The poll also found that no one prefers sermons of more than thirty minutes and that only 4 per cent like sermons longer than twenty minutes. Forty-five per cent said they believe sermons should last from five to ten minutes, and 35 per cent favor a length of from ten to twenty minutes.
In the House of Representatives, which historically has been slower to act on bills giving special tax breaks, hearings were held in the Ways and Means Committee, and chairman Al Ullman announced that he was ready to bring the matter to a vote.
President Carter and cabinet member Joseph Califano, Secretary of Health, Education, and Welfare, have opposed the Packwood-Moynihan bill. They were backed by an opinion from Attorney General Griffin Bell that questioned the constitutionality of the legislation on church-and-state separation grounds. The Administration wants Congress instead to appropriate more funds for direct aid to students at the college level. (The Packwood-Moynihan proposal includes parents of elementary, secondary, and college students in the tax-credit plan.)
The President’s rejection of the tax-credits proposal has prompted critics to charge that he is not keeping pledges made during his campaign for the White House. “Are your promises mere rhetoric? Have you no intention of making them reality?” asked John Meyers, president of the National Catholic Educational Association, in a letter to Carter.
Meyers, a priest, quoted a telegram that Carter sent to the 1976 annual meeting of the Catholic educators shortly before the presidential election. In it, Carter promised to find “constitutionally acceptable methods of providing aid to parents whose children attend parochial schools.” During testimony on the legislation, Califano—a Catholic—defended his Baptist boss. He argued that Carter is limited by the Constitution in what he can do.

§

(Written task A) Extract every line of the records below that contains the string "lily", matching case exactly.

[A run of records]

§

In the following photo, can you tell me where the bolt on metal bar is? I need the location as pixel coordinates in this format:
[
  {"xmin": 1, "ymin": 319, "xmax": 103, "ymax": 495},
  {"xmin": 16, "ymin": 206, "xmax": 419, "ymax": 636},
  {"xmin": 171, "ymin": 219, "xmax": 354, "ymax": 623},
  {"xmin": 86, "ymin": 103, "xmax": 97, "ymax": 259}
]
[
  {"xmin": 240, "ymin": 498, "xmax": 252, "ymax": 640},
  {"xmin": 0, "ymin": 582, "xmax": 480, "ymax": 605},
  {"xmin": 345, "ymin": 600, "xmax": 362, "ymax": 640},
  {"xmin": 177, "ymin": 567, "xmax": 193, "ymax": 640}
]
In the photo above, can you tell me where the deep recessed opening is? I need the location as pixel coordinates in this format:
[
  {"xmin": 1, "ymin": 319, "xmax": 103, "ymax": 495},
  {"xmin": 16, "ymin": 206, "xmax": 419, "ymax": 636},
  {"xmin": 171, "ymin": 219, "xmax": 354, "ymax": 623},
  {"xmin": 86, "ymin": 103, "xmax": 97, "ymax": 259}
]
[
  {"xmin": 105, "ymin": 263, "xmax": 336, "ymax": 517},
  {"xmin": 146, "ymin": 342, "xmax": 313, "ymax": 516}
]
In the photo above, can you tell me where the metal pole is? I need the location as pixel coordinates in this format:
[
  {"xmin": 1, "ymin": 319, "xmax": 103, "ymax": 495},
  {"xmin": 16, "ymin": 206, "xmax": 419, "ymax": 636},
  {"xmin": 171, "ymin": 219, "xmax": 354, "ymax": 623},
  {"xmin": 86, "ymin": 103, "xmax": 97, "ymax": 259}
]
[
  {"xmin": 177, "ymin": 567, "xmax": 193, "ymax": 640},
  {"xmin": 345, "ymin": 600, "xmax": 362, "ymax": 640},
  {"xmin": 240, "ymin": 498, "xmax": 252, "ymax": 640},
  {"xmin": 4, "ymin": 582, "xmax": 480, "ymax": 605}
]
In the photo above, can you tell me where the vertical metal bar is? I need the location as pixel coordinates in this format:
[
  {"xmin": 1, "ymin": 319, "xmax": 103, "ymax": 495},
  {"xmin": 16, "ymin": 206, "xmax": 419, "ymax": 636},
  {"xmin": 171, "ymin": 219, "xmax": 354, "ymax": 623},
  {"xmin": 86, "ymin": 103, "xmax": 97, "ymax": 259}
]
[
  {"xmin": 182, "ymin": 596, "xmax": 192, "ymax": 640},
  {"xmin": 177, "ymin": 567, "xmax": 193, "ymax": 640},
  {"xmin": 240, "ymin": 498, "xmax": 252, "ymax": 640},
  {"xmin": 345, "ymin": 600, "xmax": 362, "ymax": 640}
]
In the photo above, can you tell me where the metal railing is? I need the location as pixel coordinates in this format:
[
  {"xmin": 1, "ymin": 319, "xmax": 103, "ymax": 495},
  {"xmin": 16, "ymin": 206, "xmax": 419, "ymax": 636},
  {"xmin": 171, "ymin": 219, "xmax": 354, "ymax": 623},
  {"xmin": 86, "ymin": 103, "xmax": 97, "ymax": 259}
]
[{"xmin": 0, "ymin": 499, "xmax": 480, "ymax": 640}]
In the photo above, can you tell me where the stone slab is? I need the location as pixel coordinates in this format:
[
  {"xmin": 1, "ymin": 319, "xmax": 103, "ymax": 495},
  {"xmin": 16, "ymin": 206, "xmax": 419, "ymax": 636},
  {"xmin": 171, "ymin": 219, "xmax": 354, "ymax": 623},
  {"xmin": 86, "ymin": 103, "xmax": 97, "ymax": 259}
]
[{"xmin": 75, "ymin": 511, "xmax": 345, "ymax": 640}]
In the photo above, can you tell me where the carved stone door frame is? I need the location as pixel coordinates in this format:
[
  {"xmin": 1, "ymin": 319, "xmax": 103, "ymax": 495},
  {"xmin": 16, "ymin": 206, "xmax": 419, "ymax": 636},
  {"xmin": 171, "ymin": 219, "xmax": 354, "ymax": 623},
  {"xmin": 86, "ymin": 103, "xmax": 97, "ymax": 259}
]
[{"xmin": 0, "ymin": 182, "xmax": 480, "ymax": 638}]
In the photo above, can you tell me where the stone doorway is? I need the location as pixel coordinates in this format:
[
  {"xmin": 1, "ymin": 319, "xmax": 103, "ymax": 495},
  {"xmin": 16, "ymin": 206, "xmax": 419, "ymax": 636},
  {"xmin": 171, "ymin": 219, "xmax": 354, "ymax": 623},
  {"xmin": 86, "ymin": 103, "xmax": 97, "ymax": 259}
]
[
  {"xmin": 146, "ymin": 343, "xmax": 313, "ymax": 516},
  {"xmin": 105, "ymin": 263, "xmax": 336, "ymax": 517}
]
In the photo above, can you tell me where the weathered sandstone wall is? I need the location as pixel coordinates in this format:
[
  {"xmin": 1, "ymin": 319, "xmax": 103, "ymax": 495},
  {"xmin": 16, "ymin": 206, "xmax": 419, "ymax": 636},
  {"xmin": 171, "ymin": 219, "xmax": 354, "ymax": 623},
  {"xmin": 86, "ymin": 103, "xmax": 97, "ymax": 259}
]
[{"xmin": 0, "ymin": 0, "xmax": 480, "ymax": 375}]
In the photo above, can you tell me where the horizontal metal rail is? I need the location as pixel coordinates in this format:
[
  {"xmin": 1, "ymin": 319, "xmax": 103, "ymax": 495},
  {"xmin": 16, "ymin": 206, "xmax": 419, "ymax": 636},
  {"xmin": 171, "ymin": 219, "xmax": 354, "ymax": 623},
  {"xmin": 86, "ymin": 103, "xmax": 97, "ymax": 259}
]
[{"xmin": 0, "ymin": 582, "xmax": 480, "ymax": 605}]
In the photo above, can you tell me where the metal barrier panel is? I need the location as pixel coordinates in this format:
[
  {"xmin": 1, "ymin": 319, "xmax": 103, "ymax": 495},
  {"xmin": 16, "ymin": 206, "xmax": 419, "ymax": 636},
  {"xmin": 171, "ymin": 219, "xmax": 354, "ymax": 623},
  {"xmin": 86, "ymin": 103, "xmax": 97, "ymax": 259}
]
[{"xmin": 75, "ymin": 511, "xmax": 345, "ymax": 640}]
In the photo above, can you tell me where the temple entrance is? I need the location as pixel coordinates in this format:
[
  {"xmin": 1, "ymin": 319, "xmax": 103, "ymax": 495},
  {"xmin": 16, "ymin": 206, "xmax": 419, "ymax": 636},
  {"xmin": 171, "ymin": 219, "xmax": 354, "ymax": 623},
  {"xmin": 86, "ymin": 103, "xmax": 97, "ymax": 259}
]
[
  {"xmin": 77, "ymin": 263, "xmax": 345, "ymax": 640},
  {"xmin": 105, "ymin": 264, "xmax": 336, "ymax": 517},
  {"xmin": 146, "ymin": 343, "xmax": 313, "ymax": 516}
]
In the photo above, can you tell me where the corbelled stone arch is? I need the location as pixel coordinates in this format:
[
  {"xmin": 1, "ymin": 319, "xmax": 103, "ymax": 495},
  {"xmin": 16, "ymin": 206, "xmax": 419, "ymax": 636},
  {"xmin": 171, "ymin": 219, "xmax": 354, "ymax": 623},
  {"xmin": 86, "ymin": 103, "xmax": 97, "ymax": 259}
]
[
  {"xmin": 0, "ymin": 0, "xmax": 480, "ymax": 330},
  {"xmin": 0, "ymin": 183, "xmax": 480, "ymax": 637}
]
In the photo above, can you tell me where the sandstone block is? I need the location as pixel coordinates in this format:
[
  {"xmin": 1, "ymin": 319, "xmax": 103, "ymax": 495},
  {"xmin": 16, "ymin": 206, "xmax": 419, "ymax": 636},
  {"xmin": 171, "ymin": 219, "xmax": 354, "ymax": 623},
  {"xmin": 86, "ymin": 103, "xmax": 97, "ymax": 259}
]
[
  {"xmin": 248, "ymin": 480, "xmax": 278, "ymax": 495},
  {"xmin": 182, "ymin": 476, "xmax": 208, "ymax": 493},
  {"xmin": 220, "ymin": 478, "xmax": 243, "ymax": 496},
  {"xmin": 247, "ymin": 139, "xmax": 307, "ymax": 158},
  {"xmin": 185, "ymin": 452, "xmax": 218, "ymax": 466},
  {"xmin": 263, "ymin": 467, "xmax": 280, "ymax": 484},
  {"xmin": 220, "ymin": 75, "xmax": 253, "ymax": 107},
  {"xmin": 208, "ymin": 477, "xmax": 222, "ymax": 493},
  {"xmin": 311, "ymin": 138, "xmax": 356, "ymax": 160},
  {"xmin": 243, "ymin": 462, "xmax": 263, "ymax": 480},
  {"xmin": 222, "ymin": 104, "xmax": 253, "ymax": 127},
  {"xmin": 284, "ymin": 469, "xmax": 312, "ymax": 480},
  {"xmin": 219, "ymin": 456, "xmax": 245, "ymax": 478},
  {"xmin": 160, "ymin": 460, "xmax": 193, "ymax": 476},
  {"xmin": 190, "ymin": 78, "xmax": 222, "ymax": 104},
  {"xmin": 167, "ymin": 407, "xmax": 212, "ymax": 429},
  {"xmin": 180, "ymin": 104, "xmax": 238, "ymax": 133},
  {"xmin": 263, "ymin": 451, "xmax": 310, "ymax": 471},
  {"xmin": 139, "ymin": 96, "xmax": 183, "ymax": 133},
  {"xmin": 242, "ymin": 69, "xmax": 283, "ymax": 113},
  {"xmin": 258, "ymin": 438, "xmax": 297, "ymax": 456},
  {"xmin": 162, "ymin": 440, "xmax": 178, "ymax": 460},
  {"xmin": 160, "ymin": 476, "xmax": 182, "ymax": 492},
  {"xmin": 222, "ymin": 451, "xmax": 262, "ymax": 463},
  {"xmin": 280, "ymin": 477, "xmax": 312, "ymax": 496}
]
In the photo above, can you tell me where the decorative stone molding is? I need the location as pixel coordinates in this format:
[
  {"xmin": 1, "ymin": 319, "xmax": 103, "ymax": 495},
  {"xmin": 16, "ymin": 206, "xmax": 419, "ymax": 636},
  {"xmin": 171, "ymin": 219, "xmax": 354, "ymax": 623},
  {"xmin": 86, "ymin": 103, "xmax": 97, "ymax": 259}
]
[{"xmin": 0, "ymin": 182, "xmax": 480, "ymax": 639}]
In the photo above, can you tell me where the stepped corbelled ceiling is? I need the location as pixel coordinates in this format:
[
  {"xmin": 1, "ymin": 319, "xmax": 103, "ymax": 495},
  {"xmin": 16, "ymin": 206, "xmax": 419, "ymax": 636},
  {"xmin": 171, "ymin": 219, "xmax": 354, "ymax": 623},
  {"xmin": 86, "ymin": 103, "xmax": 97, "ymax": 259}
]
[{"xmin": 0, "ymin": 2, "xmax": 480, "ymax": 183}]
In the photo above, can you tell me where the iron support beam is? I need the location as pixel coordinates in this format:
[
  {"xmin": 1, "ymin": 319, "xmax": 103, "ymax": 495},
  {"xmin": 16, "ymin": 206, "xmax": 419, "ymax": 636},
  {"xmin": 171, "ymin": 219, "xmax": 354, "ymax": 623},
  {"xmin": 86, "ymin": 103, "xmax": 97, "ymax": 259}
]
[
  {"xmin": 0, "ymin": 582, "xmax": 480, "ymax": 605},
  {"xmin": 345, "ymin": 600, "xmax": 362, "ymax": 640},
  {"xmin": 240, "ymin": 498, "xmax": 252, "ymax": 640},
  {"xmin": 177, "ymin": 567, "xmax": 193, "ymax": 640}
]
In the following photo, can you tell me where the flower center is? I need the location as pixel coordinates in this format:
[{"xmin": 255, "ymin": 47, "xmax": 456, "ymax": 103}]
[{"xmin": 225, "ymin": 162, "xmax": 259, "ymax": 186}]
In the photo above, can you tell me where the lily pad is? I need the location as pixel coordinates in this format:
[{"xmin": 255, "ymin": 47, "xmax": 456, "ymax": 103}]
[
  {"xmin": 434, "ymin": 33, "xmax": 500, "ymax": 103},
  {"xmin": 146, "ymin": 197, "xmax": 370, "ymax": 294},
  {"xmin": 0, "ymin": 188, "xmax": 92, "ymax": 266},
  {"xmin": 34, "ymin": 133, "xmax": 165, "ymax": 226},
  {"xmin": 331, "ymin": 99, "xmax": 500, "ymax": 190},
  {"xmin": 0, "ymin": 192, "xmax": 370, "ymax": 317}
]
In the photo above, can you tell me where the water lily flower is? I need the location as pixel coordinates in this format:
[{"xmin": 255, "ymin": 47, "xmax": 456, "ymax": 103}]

§

(Written task B) Output the whole text about the sermon poll and the tax-credit bill, word for word.

(Final result A)
In the photo above, can you tell me where the lily pad is? I need the location as pixel coordinates in this format:
In the photo above, can you tell me where the water lily flower is? I need the location as pixel coordinates in this format:

(Final result B)
The poll also found that no one prefers sermons of more than thirty minutes and that only 4 per cent like sermons longer than twenty minutes. Forty-five per cent said they believe sermons should last from five to ten minutes, and 35 per cent favor a length of from ten to twenty minutes.
In the House of Representatives, which historically has been slower to act on bills giving special tax breaks, hearings were held in the Ways and Means Committee, and chairman Al Ullman announced that he was ready to bring the matter to a vote.
President Carter and cabinet member Joseph Califano, Secretary of Health, Education, and Welfare, have opposed the Packwood-Moynihan bill. They were backed by an opinion from Attorney General Griffin Bell that questioned the constitutionality of the legislation on church-and-state separation grounds. The Administration wants Congress instead to appropriate more funds for direct aid to students at the college level. (The Packwood-Moynihan proposal includes parents of elementary, secondary, and college students in the tax-credit plan.)
The President’s rejection of the tax-credits proposal has prompted critics to charge that he is not keeping pledges made during his campaign for the White House. “Are your promises mere rhetoric? Have you no intention of making them reality?” asked John Meyers, president of the National Catholic Educational Association, in a letter to Carter.
Meyers, a priest, quoted a telegram that Carter sent to the 1976 annual meeting of the Catholic educators shortly before the presidential election. In it, Carter promised to find “constitutionally acceptable methods of providing aid to parents whose children attend parochial schools.” During testimony on the legislation, Califano—a Catholic—defended his Baptist boss. He argued that Carter is limited by the Constitution in what he can do.